Selected text |
•••

- Conference: Pioneer Football League
- Record: 10–2 (6–2 PFL)
- Head coach: Bobby Lamb (1st season);
- Offensive coordinator: Casey Vogt (1st season)
- Defensive coordinator: Mike Kolakowski (1st season)
- Home stadium: Moye Complex

= 2013 Mercer Bears football team =

American college football season

The 2013 Mercer Bears football team represented Mercer University in the 2013 NCAA Division I FCS football season. They were led by first-year head coach Bobby Lamb and played their home games at the Moye Complex. They were a member of the Pioneer Football League (PFL). This was Mercer's first year sponsoring football since 1941. This was also their only season as a member of the PFL as they joined the Southern Conference in 2014. They finished the season 10–2 overall and 6–2 in conference play, placing third in the PFL.

•••

Exercise instructions |
a) In the Mercer Bears summary, which year did Mercer join the Southern Conference?
b) Does each statement agree with the Mercer Bears summary? Answer yes or no for each and quote the deciding words. (i) Bobby Lamb was in his first season as head coach. (ii) Mercer placed second in the PFL. (iii) The team played its home games at the Moye Complex.
c) Which coaches does the Mercer Bears summary name, and what position does each hold?
The entries come from a different source than the Mercer Bears summary.

Dataset extract |

•••

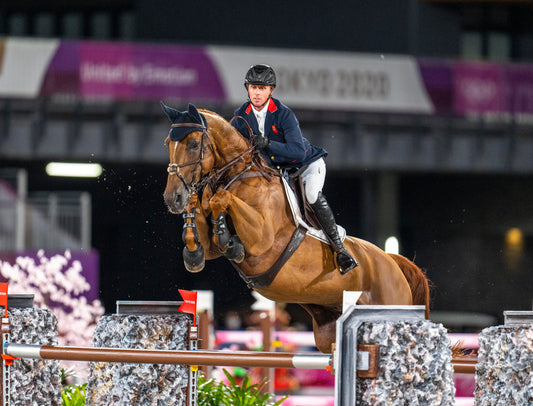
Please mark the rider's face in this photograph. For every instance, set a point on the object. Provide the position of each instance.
(259, 94)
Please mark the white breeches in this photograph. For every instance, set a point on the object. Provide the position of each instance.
(313, 178)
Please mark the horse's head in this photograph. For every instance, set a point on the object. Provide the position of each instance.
(191, 155)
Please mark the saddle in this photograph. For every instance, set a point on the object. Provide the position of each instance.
(302, 212)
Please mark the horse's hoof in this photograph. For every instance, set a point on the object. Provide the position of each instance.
(235, 251)
(194, 261)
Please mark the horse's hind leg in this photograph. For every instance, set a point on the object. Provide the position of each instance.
(324, 325)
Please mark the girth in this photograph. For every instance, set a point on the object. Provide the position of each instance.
(264, 279)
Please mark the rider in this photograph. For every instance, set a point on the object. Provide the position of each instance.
(279, 138)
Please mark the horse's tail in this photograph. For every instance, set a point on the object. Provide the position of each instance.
(417, 280)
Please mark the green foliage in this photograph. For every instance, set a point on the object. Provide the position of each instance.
(73, 395)
(212, 394)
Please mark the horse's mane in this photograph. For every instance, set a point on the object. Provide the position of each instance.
(258, 160)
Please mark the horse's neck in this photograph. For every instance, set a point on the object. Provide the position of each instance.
(230, 144)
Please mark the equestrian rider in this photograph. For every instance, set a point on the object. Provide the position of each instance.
(279, 138)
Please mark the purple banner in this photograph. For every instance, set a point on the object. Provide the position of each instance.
(132, 71)
(475, 87)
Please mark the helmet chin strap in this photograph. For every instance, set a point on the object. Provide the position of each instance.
(262, 105)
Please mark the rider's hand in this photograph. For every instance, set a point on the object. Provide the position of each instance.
(261, 142)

•••

Set of answers |
a) 2014

b)
(i) Yes: "first-year head coach Bobby Lamb"
(ii) No: "placing third in the PFL"
(iii) Yes: "played their home games at the Moye Complex"

c)
- Bobby Lamb, head coach
- Casey Vogt, offensive coordinator
- Mike Kolakowski, defensive coordinator